[Image point grounding data]

#####

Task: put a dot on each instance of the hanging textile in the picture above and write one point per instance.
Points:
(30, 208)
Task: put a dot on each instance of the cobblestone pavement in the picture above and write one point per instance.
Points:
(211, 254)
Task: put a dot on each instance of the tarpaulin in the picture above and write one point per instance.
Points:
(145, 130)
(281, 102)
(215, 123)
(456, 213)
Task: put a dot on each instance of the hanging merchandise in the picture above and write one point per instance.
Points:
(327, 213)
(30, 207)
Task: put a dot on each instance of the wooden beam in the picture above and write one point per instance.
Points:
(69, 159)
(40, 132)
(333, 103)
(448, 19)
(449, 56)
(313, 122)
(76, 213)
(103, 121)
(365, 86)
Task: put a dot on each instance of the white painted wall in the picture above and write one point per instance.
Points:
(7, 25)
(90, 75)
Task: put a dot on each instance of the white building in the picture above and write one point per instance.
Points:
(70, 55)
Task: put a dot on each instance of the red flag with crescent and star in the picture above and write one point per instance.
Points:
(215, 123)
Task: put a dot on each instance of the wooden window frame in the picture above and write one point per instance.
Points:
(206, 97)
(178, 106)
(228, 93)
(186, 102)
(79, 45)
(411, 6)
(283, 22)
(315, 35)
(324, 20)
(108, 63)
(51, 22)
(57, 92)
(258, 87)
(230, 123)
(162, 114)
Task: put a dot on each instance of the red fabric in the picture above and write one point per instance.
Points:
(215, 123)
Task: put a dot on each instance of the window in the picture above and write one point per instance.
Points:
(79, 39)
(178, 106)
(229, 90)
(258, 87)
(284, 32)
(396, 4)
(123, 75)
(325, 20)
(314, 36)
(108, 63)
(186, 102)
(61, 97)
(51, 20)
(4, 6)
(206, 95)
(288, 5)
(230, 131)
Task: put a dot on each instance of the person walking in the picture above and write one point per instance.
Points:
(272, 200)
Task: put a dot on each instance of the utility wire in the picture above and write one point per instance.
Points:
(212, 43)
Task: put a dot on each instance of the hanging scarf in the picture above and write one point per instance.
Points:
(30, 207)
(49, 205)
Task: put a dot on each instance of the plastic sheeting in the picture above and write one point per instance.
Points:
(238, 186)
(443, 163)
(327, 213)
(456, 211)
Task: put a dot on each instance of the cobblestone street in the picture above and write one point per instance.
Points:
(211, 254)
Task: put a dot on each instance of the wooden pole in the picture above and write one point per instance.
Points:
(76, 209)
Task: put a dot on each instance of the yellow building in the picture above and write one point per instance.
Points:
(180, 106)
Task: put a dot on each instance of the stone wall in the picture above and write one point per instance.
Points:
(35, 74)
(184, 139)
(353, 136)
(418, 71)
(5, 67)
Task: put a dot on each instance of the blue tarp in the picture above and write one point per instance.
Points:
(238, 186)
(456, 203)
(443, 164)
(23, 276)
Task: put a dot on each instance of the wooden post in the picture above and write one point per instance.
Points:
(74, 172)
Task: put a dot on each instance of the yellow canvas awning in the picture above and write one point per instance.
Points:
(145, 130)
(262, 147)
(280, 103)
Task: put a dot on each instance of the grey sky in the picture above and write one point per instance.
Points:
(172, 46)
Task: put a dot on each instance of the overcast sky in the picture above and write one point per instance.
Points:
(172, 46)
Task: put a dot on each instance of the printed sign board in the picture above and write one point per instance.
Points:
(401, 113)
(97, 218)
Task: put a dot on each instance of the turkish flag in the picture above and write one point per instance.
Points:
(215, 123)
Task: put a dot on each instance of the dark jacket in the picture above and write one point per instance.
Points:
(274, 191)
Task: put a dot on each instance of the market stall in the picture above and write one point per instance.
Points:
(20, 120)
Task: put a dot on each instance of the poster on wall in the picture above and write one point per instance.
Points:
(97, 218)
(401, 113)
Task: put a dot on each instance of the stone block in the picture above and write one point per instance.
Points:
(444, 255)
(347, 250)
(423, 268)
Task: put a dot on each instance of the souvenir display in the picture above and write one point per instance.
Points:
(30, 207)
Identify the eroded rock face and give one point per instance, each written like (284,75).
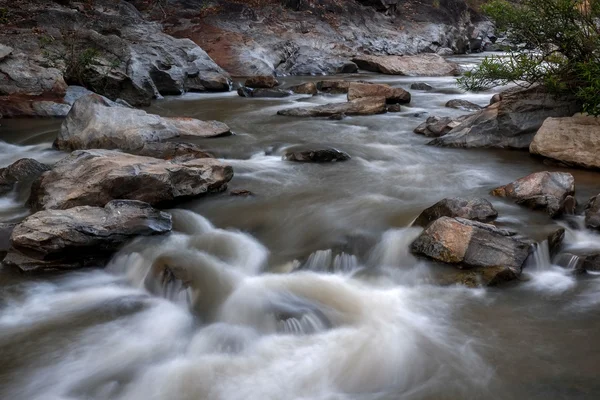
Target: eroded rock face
(81,236)
(364,106)
(474,209)
(392,95)
(23,171)
(468,244)
(510,122)
(95,177)
(419,65)
(315,155)
(95,122)
(540,191)
(573,141)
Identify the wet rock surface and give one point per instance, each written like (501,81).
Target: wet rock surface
(95,177)
(540,191)
(81,236)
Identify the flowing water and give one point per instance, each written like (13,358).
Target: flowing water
(305,290)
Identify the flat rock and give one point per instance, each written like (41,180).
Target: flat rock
(474,209)
(540,190)
(573,141)
(81,236)
(419,65)
(509,123)
(95,177)
(95,122)
(364,106)
(23,171)
(392,95)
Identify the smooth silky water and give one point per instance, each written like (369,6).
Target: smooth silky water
(305,290)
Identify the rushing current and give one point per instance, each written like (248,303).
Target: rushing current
(305,290)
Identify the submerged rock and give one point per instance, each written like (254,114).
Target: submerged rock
(474,209)
(23,171)
(364,106)
(573,141)
(95,122)
(315,155)
(511,122)
(419,65)
(540,191)
(496,255)
(81,236)
(95,177)
(392,95)
(463,105)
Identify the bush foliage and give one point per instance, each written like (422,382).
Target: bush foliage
(556,43)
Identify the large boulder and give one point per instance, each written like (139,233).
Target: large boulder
(81,236)
(496,255)
(23,171)
(419,65)
(573,141)
(364,106)
(95,122)
(95,177)
(474,209)
(510,122)
(392,95)
(548,191)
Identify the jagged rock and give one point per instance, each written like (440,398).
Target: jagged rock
(364,106)
(463,105)
(474,209)
(95,122)
(275,93)
(81,236)
(496,253)
(95,177)
(392,95)
(305,88)
(419,65)
(421,86)
(573,141)
(436,126)
(541,190)
(263,82)
(511,122)
(315,155)
(23,171)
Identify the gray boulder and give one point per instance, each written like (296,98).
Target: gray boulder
(95,177)
(540,191)
(81,236)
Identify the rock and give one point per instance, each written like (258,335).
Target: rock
(419,65)
(275,93)
(436,126)
(421,86)
(305,88)
(23,171)
(573,141)
(474,209)
(81,236)
(511,122)
(540,190)
(592,213)
(463,105)
(315,155)
(555,240)
(364,106)
(95,122)
(95,177)
(469,244)
(264,82)
(392,95)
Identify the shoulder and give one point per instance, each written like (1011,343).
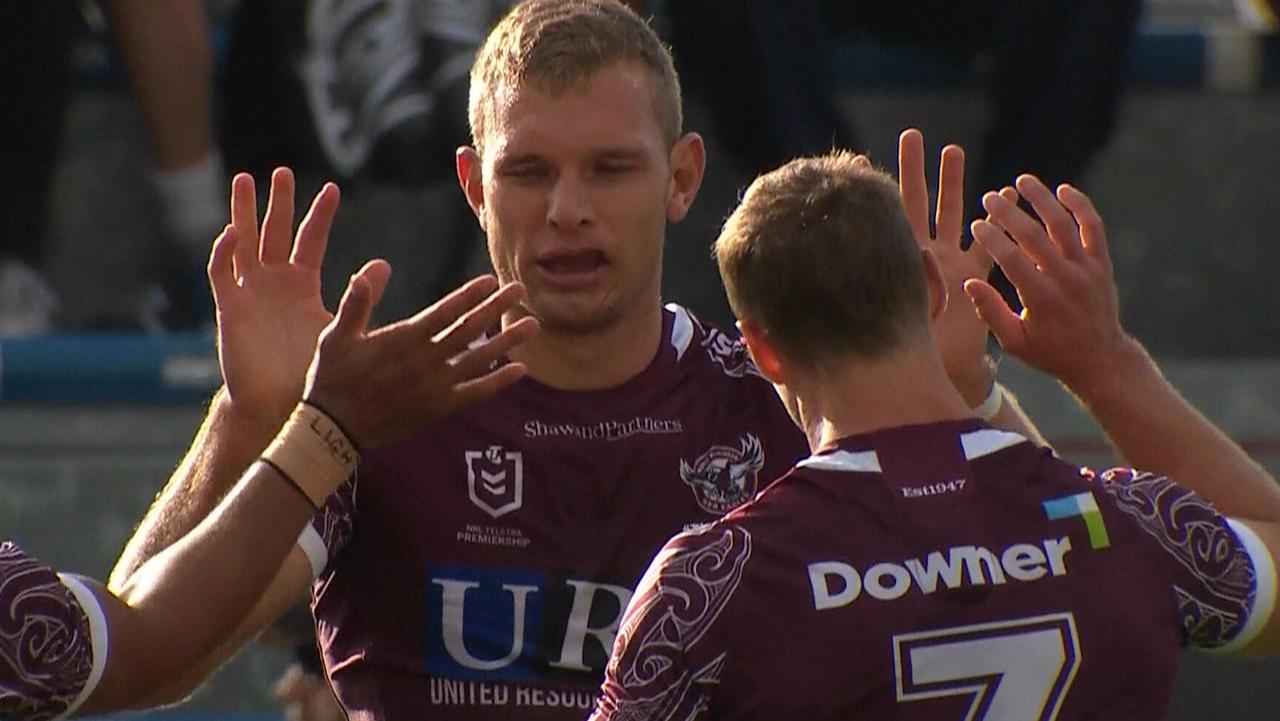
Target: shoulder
(709,347)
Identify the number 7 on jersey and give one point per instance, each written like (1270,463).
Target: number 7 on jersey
(1013,670)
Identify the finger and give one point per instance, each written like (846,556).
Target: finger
(488,386)
(1011,258)
(478,320)
(314,231)
(1004,323)
(222,267)
(481,356)
(378,273)
(950,214)
(355,309)
(1059,223)
(1027,231)
(278,224)
(245,222)
(1093,236)
(448,309)
(912,183)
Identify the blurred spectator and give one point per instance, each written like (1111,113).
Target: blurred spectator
(1055,72)
(365,91)
(35,54)
(167,51)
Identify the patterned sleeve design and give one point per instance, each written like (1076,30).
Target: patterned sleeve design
(45,646)
(330,528)
(1215,573)
(680,597)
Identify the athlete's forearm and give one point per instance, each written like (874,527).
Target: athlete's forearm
(1153,428)
(223,448)
(168,53)
(190,599)
(182,603)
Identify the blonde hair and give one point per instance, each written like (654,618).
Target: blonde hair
(821,256)
(560,42)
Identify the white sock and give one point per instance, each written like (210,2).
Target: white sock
(193,202)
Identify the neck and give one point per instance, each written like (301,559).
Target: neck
(593,360)
(908,387)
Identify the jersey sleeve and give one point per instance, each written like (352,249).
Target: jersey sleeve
(330,528)
(1223,578)
(53,639)
(658,670)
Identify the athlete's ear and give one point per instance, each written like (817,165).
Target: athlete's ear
(688,163)
(470,168)
(936,282)
(763,352)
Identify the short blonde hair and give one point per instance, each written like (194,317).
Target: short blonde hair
(821,256)
(561,42)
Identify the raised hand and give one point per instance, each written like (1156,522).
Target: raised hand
(383,383)
(266,287)
(960,334)
(1070,320)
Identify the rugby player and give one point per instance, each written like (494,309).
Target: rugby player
(920,564)
(68,646)
(479,569)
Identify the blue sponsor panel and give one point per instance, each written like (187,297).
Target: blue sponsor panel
(109,368)
(484,623)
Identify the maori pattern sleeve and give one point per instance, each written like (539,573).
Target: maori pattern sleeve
(46,652)
(1223,580)
(330,528)
(653,675)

#####

» **What to work on**
Write out, from the lines above, only those from the line with "Target: gray boulder" to the line with "Identify the shoulder", exactly as given, including the first and the last.

» **Result of the task**
Target: gray boulder
(95,177)
(540,191)
(81,236)
Identify the rock and give one point per instance, each written like (258,335).
Target: rock
(419,65)
(275,93)
(436,126)
(421,86)
(305,88)
(23,171)
(573,141)
(474,209)
(81,236)
(511,122)
(540,190)
(592,213)
(463,105)
(315,155)
(555,240)
(364,106)
(95,122)
(95,177)
(469,244)
(264,82)
(392,95)
Identify the shoulder and give one point per instance, each written like (1011,343).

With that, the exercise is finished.